• Exercise data
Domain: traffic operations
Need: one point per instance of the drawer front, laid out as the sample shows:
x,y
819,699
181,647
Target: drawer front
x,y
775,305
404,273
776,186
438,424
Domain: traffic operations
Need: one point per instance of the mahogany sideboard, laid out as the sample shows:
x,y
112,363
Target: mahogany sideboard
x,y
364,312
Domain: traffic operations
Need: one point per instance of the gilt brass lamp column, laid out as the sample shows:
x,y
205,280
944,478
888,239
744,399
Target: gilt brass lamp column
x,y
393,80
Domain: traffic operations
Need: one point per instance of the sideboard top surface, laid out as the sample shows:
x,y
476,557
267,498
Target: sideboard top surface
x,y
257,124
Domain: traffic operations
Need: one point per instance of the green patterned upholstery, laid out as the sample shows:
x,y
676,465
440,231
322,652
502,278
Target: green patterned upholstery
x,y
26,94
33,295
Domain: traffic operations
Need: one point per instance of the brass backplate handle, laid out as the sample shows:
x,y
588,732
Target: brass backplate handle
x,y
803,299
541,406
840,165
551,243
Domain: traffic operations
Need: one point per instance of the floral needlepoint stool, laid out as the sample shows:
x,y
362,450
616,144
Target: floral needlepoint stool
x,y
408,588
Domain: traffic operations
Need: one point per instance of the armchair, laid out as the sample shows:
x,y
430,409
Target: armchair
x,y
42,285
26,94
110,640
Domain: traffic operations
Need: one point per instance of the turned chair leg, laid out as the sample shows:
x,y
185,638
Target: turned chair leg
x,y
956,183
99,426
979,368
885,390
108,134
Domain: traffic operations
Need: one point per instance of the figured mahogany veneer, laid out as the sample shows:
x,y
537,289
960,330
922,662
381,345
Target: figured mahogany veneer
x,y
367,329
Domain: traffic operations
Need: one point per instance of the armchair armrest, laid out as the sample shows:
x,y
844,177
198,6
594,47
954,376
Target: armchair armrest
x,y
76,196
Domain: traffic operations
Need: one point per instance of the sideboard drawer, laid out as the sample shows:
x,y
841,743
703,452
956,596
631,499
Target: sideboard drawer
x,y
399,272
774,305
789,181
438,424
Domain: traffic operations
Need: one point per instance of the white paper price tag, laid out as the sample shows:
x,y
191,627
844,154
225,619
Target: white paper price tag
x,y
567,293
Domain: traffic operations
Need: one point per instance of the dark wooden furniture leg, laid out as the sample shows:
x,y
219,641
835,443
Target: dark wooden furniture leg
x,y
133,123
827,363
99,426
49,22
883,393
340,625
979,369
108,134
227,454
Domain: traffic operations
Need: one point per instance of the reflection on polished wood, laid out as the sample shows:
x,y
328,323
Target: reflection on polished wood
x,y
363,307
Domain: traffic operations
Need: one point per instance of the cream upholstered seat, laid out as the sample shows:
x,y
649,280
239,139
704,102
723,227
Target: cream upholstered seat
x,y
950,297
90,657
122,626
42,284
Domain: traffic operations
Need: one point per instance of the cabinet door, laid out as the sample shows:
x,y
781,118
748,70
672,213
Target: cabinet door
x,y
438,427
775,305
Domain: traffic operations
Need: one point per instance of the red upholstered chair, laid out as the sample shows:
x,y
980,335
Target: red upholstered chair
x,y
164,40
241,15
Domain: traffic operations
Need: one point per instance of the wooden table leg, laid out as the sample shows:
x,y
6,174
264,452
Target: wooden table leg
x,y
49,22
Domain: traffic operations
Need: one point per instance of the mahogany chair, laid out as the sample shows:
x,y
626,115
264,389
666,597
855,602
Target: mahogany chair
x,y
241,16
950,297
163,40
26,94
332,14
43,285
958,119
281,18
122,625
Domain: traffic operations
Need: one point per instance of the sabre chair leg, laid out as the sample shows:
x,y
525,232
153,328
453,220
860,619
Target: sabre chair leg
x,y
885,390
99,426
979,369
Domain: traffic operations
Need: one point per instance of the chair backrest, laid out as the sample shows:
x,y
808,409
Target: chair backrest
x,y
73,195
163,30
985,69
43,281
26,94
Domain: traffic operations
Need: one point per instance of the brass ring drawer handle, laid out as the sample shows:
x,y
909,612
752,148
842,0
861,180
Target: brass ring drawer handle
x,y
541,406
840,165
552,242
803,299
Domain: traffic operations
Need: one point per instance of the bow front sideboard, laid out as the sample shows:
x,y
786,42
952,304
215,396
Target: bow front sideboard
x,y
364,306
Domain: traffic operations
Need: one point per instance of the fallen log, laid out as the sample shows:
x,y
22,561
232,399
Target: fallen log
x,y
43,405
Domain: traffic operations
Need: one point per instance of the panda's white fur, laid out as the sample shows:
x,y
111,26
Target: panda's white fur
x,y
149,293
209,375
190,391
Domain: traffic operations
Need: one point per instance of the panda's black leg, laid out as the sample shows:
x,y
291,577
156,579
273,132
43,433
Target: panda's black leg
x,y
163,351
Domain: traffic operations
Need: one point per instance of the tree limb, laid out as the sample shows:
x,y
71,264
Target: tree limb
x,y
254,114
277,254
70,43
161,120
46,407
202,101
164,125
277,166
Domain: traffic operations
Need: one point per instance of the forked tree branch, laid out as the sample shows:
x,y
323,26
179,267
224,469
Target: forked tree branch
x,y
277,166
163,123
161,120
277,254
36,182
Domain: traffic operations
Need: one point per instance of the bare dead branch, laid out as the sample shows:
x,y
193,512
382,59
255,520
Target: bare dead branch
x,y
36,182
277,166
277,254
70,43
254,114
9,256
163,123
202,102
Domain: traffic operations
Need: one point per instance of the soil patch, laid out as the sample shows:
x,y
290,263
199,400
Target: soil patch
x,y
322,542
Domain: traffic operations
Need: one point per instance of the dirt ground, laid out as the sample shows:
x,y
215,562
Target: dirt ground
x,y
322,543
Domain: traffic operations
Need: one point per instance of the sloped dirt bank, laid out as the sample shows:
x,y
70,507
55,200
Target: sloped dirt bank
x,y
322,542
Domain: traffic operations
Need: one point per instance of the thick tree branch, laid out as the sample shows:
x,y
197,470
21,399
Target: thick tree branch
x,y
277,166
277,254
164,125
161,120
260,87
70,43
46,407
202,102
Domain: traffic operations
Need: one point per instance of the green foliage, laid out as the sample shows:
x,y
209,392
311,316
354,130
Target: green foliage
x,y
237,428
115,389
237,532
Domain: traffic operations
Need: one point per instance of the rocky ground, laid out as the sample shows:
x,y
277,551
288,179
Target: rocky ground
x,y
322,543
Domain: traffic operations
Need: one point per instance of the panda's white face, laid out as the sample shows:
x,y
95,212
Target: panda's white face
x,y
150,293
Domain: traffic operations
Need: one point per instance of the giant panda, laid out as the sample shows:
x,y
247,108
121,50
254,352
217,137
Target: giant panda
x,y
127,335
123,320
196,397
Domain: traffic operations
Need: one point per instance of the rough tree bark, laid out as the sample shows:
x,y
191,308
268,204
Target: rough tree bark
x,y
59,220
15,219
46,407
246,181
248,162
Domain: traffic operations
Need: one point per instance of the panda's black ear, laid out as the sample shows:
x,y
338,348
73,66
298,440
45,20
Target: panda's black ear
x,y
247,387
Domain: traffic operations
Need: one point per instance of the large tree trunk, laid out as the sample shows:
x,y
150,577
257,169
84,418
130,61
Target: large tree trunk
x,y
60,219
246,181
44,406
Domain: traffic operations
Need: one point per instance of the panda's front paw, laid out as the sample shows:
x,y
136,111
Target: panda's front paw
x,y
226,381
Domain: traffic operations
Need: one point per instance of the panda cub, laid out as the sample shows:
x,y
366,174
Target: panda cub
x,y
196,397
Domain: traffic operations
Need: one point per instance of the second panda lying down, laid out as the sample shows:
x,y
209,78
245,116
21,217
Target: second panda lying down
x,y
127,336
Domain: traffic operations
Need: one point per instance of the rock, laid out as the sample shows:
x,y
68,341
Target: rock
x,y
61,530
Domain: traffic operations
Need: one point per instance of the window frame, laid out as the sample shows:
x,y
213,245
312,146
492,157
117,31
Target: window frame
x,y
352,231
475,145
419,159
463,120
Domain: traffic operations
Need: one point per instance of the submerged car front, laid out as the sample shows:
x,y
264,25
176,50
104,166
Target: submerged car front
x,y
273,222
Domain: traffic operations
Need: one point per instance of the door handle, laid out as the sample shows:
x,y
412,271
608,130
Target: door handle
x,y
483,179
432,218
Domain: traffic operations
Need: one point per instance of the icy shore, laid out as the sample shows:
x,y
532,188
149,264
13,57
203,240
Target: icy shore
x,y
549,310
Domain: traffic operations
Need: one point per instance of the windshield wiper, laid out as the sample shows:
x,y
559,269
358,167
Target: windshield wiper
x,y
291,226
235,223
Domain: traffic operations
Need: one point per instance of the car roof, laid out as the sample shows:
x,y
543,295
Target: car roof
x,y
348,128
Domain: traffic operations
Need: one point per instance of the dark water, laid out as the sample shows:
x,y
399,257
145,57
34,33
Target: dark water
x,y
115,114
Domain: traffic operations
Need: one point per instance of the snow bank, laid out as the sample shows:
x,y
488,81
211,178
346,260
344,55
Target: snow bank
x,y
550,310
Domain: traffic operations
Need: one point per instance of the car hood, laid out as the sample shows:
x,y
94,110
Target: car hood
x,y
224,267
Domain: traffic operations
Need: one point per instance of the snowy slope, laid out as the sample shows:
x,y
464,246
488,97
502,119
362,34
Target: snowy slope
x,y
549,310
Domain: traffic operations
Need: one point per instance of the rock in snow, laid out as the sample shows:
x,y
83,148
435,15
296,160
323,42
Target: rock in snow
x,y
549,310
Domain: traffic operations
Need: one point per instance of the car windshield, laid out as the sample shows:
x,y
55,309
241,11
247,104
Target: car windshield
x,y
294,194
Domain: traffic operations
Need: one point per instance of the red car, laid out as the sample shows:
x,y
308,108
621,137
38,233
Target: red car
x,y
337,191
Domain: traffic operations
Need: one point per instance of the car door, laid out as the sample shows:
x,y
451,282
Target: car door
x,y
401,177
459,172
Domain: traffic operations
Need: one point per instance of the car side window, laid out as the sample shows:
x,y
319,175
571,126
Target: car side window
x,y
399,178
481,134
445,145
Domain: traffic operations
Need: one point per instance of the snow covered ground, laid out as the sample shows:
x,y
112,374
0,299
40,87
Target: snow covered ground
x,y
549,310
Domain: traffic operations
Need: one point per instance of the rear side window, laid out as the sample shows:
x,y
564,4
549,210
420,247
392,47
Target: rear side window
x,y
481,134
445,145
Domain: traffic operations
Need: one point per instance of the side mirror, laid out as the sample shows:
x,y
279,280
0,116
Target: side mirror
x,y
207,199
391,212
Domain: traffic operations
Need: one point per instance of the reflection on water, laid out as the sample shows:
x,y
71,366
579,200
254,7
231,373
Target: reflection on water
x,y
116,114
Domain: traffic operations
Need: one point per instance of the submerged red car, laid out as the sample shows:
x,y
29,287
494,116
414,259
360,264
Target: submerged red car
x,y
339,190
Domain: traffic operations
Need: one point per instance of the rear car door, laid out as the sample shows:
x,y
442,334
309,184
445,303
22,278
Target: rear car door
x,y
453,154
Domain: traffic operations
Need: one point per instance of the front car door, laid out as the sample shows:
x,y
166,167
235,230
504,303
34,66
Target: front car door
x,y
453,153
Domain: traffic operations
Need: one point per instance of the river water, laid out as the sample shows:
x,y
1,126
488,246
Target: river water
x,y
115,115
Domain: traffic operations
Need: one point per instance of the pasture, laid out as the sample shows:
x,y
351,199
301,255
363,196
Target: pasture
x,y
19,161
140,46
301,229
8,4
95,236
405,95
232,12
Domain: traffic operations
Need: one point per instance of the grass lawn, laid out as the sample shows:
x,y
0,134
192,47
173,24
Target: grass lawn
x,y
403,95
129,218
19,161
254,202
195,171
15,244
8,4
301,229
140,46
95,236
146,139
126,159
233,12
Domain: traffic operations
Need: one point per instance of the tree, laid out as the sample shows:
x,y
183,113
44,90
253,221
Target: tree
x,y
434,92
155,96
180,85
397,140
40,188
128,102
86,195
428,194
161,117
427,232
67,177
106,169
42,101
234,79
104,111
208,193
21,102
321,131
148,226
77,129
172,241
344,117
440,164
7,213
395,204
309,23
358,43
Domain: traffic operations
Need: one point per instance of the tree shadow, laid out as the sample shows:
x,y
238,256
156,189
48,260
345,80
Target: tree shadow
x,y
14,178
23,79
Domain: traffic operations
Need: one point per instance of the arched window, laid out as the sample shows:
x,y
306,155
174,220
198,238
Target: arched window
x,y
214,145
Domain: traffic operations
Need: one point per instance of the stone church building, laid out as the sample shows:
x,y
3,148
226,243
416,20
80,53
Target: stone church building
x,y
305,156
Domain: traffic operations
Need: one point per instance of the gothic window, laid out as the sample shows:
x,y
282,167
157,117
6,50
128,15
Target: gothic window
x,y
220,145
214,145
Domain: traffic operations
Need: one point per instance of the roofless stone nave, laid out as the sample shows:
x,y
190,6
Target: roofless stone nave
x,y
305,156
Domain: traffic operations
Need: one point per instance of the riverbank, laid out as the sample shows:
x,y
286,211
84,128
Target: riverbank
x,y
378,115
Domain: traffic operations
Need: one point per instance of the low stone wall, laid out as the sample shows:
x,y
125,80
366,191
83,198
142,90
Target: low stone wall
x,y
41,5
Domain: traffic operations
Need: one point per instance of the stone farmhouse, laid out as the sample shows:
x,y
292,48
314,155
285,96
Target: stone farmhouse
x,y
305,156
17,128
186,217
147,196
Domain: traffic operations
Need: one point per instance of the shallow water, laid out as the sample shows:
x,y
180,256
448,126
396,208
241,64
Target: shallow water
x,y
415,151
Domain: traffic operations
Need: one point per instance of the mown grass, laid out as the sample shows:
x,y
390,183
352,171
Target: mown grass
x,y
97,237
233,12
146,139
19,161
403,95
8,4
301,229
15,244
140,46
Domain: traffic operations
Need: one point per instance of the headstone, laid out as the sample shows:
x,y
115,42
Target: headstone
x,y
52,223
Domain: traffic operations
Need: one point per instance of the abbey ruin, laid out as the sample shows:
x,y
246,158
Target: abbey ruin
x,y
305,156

• Assignment
Give back exactly the lines from the one containing "Need: one point per instance of the stone church" through the last line of the records.

• Response to the exercise
Need: one point per instance of the stone church building, laid out as the sample shows:
x,y
3,148
226,243
416,20
80,53
Target: stone church building
x,y
305,156
Domain: traffic operations
Need: one point per instance of the gothic window, laid out as the sample shows:
x,y
282,167
157,117
6,50
128,15
Target: gothic window
x,y
220,145
214,145
Domain: traffic operations
Need: one point per instance of the roofless stone nave, laid out as the sample shows:
x,y
190,6
Target: roofless stone nave
x,y
305,156
Domain: traffic operations
Need: one point per instance of the riverbank, laid out as the sample shows:
x,y
286,211
84,128
Target: riverbank
x,y
378,115
Domain: traffic operations
Need: one point per instance of the low stone wall, laid out as the sample shows:
x,y
125,80
366,191
83,198
142,90
Target: low stone wall
x,y
41,5
Domain: traffic operations
Need: one point per instance of the stone farmhouse, laid out as the sample shows:
x,y
292,48
314,155
285,96
Target: stone farmhouse
x,y
305,156
17,128
186,217
147,196
Domain: traffic operations
Need: one point per instance of the shallow water, laid out as the sample shows:
x,y
180,256
448,126
396,208
241,64
Target: shallow water
x,y
415,151
Domain: traffic operations
Need: one point per instance of the mown grass, laid out as the sample shows:
x,y
390,183
352,171
Target: mown grass
x,y
97,237
233,12
146,139
19,161
403,95
8,4
301,229
15,244
140,46
Domain: traffic operations
Need: one point per instance of the headstone, laid out as the sample shows:
x,y
115,42
Target: headstone
x,y
52,223
Domain: traffic operations
Need: one point per instance of the abbey ruin, laid out as the sample shows:
x,y
246,158
Target: abbey ruin
x,y
305,156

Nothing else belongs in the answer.